-- begin --

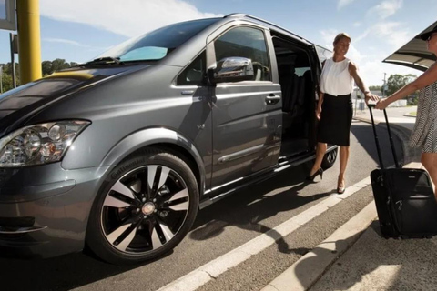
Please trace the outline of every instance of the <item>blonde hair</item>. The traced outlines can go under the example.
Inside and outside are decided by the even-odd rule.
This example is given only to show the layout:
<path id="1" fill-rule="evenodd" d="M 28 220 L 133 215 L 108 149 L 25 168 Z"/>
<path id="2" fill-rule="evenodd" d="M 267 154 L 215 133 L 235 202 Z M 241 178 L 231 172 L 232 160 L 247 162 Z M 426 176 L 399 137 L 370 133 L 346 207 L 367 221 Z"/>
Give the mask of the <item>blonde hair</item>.
<path id="1" fill-rule="evenodd" d="M 346 33 L 340 33 L 340 34 L 338 34 L 337 36 L 335 36 L 335 38 L 334 38 L 334 45 L 336 45 L 338 42 L 340 42 L 340 40 L 341 38 L 347 38 L 347 39 L 349 39 L 349 41 L 351 42 L 351 36 L 349 36 L 348 34 L 346 34 Z"/>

-- end --

- Stated problem
The records above need to be restated word for word, with the pictures left out.

- Expected answer
Please trace the outline of every instance of the <item>blonde hair</item>. The traced outlines can go under the example.
Inside and outside are decided by the even-odd rule.
This example is given only to show the layout:
<path id="1" fill-rule="evenodd" d="M 28 220 L 133 215 L 108 149 L 25 168 Z"/>
<path id="2" fill-rule="evenodd" d="M 267 154 L 215 133 L 235 202 Z M 241 178 L 231 172 L 232 160 L 247 162 Z M 426 176 L 399 137 L 370 133 L 346 207 L 367 221 Z"/>
Give the mask of the <item>blonde hair</item>.
<path id="1" fill-rule="evenodd" d="M 346 33 L 340 33 L 340 34 L 338 34 L 337 36 L 335 36 L 335 38 L 334 38 L 334 45 L 336 45 L 338 42 L 340 42 L 340 40 L 341 38 L 347 38 L 347 39 L 349 39 L 349 41 L 351 42 L 351 36 L 349 36 L 348 34 L 346 34 Z"/>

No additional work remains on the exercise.